** Opening THE DATA block **

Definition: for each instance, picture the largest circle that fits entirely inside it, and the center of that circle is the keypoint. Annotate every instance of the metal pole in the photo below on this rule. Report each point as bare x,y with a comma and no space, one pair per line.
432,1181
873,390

** Closing THE DATA block **
** Opening THE DATA block **

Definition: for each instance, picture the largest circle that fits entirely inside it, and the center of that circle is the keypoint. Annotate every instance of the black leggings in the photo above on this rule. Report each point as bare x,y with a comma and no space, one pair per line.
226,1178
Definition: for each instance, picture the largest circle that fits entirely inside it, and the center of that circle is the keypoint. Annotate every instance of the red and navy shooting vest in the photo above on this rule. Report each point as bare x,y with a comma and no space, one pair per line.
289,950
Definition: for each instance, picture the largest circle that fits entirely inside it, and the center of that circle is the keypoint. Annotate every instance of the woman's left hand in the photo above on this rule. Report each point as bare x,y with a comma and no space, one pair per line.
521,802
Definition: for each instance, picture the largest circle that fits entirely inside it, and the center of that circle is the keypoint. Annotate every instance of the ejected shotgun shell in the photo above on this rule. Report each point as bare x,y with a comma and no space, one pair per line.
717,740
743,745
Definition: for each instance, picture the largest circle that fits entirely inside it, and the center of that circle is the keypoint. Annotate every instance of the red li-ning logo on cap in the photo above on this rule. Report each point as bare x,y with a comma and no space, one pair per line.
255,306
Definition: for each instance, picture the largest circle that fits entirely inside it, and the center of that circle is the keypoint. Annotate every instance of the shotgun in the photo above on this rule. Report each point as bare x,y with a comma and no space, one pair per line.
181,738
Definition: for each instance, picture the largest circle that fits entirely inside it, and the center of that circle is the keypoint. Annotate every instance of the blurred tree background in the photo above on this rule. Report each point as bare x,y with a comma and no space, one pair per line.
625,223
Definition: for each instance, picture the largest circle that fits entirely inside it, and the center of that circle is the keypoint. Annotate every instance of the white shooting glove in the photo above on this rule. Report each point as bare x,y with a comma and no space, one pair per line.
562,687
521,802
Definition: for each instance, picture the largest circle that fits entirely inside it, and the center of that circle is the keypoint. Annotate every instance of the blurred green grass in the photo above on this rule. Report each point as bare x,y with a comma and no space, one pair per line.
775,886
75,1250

** Closing THE DATA block **
** Opening THE DATA block **

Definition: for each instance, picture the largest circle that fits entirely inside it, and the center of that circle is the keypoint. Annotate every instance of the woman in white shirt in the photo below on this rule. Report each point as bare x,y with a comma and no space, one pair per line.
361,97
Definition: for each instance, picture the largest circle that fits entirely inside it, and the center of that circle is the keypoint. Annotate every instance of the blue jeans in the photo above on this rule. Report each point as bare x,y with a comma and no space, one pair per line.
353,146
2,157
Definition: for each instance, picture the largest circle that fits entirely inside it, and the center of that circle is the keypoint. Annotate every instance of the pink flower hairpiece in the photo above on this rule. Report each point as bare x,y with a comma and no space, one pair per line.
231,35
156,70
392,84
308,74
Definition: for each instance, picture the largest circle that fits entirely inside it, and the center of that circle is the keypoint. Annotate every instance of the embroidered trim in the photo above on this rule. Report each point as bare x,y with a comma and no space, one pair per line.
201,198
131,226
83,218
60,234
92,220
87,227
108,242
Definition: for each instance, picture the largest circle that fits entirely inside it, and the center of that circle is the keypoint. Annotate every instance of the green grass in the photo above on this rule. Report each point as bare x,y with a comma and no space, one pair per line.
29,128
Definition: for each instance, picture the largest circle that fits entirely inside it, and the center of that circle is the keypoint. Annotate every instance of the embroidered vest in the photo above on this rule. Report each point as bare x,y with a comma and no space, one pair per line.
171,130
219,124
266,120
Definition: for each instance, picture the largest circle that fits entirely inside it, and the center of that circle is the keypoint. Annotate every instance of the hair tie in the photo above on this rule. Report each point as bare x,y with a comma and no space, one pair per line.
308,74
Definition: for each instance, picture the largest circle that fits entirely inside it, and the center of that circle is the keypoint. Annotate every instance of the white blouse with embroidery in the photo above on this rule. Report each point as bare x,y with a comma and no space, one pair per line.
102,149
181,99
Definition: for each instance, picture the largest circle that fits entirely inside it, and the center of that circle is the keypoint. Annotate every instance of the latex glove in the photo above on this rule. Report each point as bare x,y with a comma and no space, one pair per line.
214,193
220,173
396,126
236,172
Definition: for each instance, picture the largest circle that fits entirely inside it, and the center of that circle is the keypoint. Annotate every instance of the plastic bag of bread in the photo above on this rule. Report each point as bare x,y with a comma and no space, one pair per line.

** Closing THE DATA block **

When you reach the line holding "the embroidered vest" in the records above, begin reproducing exactly, stop after the line holding "of the plastic", and output nothing else.

## [OUTPUT OF THE EXERCISE]
Definition: for each instance, picture the largest circle that fits entirely inside it, and the center of that circle is the keypoint. Annotate every instance of the embroidered vest in the photo above on this rule. Report each point as bare x,y with a comma and no space, one pair per line.
171,130
219,124
266,120
Definition: for each instance, picture the largest circle that fits entirely inside it, and the center of that circle is the keypoint. Annotate every instance of the hair tie in the photo above on this rule. Report each point as bare x,y with a comma and no space, one pair per line.
308,74
Definition: for each instance, picture the largest circle that fits entirely inside it, and the center of that circle is the keypoint. Annotate every instance of the white blouse with embroidery in the photo above on this rule. Report each point as bare x,y with a comma and no space, one pair per line.
102,149
181,99
Definition: for each instance, picture the largest circle that fits entirely inside it, and the center of that circle is the keypoint. Annotate every instance of the latex glove in the photo above on this rule. Report each point as bare x,y with a comma and no space, one pair per line.
214,193
220,173
396,126
236,172
Definition: for each instance, picture the largest circle that fits entirely inside it, and the center of that circle is the keypoint. Annotate every instance of the plastic bag of bread in the photo above on this rule. Report each point as bare x,y with a comma and no space, one pair per line.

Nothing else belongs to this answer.